[Labeled-object pointing entries]
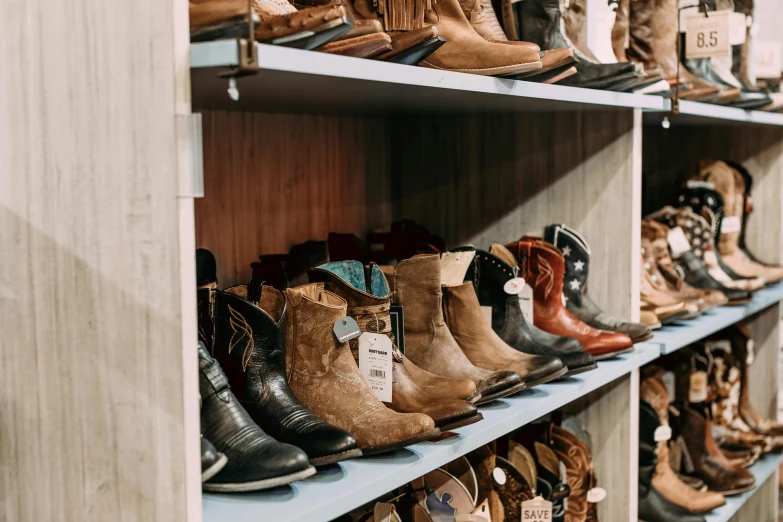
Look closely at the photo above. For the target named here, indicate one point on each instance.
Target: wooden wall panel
(274, 180)
(478, 179)
(91, 360)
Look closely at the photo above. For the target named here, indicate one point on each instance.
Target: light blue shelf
(762, 470)
(353, 483)
(678, 335)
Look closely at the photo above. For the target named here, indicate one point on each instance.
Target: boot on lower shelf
(255, 460)
(544, 265)
(248, 325)
(366, 291)
(323, 374)
(416, 286)
(577, 268)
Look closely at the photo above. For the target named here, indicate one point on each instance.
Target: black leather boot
(538, 21)
(249, 344)
(576, 253)
(653, 507)
(255, 460)
(212, 461)
(489, 274)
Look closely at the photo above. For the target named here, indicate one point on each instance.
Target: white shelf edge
(357, 482)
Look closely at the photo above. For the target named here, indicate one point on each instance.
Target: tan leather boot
(731, 186)
(367, 293)
(665, 480)
(416, 286)
(324, 376)
(484, 347)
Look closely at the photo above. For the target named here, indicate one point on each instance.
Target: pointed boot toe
(499, 385)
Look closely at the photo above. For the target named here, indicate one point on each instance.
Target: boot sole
(399, 445)
(502, 393)
(462, 422)
(259, 484)
(336, 457)
(547, 378)
(581, 369)
(609, 355)
(214, 469)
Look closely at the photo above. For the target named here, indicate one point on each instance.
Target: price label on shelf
(707, 35)
(768, 59)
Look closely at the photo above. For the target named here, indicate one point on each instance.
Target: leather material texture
(250, 346)
(252, 454)
(577, 269)
(371, 312)
(323, 375)
(416, 286)
(543, 266)
(489, 274)
(482, 345)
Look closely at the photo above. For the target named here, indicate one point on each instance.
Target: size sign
(707, 36)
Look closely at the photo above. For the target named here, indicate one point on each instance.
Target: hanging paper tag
(526, 303)
(454, 266)
(486, 311)
(514, 286)
(707, 36)
(730, 224)
(738, 29)
(398, 330)
(768, 59)
(698, 388)
(596, 495)
(346, 329)
(678, 242)
(662, 433)
(375, 363)
(537, 510)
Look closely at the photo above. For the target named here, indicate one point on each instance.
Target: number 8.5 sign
(707, 36)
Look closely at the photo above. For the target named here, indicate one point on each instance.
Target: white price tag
(698, 388)
(738, 29)
(707, 36)
(375, 363)
(514, 286)
(662, 433)
(596, 495)
(678, 242)
(731, 224)
(526, 303)
(537, 510)
(768, 59)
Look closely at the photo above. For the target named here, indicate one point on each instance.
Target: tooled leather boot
(249, 344)
(653, 392)
(731, 186)
(709, 463)
(416, 286)
(323, 375)
(489, 272)
(543, 266)
(255, 460)
(703, 200)
(367, 293)
(577, 268)
(482, 345)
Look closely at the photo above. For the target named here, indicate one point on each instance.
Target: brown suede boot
(324, 376)
(484, 347)
(731, 186)
(416, 286)
(367, 293)
(665, 480)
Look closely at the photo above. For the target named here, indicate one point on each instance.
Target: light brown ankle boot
(324, 376)
(416, 286)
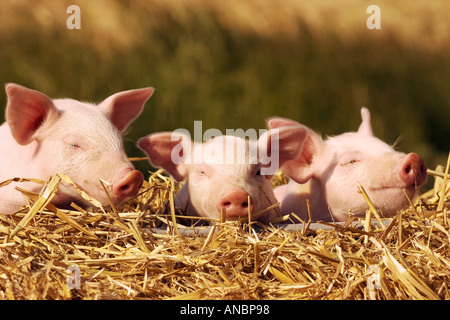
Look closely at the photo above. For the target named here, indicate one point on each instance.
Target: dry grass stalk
(124, 253)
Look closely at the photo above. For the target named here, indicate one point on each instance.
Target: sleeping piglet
(329, 171)
(42, 137)
(226, 172)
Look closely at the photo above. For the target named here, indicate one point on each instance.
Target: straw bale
(145, 249)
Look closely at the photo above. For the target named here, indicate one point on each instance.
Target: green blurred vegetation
(233, 65)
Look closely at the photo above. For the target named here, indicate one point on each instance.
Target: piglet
(329, 171)
(42, 137)
(225, 173)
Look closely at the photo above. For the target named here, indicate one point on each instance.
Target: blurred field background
(234, 63)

Written exercise: Copy every record character for character. Skip the pictures.

Worked answer:
Look closely at the photo above. For the target named here, indicate one point on each instance.
Target: wooden wall panel
(274, 180)
(478, 179)
(91, 360)
Look closely at the photo above. For the target named here, indicate one point on each instance.
Target: light blue shelf
(762, 470)
(353, 483)
(678, 335)
Look closely at the photo above. For the target named here, indicate one point on each instance.
Target: boot on lower shelf
(255, 460)
(544, 265)
(248, 325)
(366, 291)
(323, 374)
(416, 286)
(577, 268)
Look closely at the photo above. For the target named here, indicate one point on each instance.
Target: black leather boot
(538, 21)
(249, 344)
(576, 253)
(653, 507)
(255, 460)
(212, 461)
(489, 274)
Look closely at the photo above. For the target named here, indicate one point on each instance.
Target: white shelf edge
(357, 482)
Look closely at the photo above. For the target named here, indicate one point on each instance.
Target: tan leather boot
(731, 186)
(367, 293)
(665, 480)
(416, 286)
(324, 376)
(484, 347)
Look closely at the photo above. For the target named here, indicate one point on each instance.
Target: pointed boot toe
(499, 385)
Look closely at the photo above. For the target named here, indicate one point on each instance.
Target: boot sole
(399, 445)
(502, 393)
(462, 422)
(259, 484)
(336, 457)
(547, 378)
(581, 369)
(609, 355)
(214, 469)
Look closely at the photo above. For the target named here, indicate one point on each instance.
Target: price label on shelf
(707, 35)
(768, 59)
Look closely at the photo above. For the target named here, indicate one point on each instance.
Target: leather material texture
(250, 346)
(252, 454)
(577, 269)
(371, 312)
(323, 375)
(416, 286)
(543, 266)
(489, 274)
(482, 345)
Look closely at the photo above. For the target named here, indicate one point on each instance.
Target: size sign
(707, 36)
Look closely at the photo above. For the target named here, indicate one point on each instance.
Target: hanging paper tag
(526, 303)
(454, 266)
(486, 311)
(514, 286)
(707, 36)
(730, 224)
(738, 29)
(398, 330)
(768, 59)
(698, 388)
(596, 495)
(346, 329)
(678, 242)
(662, 433)
(375, 363)
(537, 510)
Look closely at the photo above. For the target named here, indicate one point on each instance.
Target: number 8.5 sign
(707, 36)
Look closely at the photo above. For the target named here, indicate one point on each instance.
Target: white price tag
(698, 388)
(738, 29)
(707, 36)
(375, 363)
(514, 286)
(662, 433)
(596, 495)
(678, 242)
(731, 224)
(526, 303)
(537, 510)
(768, 59)
Look closely at the photo above. For the target named here, indicate one point on each instance.
Target: tooled leather boot
(249, 344)
(653, 392)
(731, 186)
(709, 463)
(416, 286)
(323, 375)
(489, 272)
(543, 266)
(255, 460)
(703, 200)
(367, 293)
(577, 268)
(482, 345)
Look closely at the photo above. For the target named here, indicate one point on each instance.
Target: brown suede boot
(324, 376)
(484, 347)
(731, 186)
(416, 286)
(367, 293)
(665, 480)
Look closely at the photo above. For the target named here, indicate one point on each instance.
Target: light brown ankle boot
(324, 376)
(416, 286)
Look closely at the photo above. For the target named here, indicate one point on each instance.
Target: dry grass stalk
(124, 253)
Look closely at the photo above. For the target named here, indicate one point on each instance.
Target: sleeping piglet
(329, 171)
(42, 137)
(226, 172)
Look closely at the photo above. For the target named here, indicate one point on each instance.
Target: straw bale
(145, 249)
Look closely at the photo above. For the target named here, indicate one point on each instance.
Target: green blurred vegetation
(233, 65)
Look closely at the photo above. For the target named here, indicate one point on each instance.
Target: piglet
(329, 171)
(42, 137)
(225, 173)
Look closely at the photo above. For the target named here, indicate one point on each instance.
Target: blurred field background
(234, 63)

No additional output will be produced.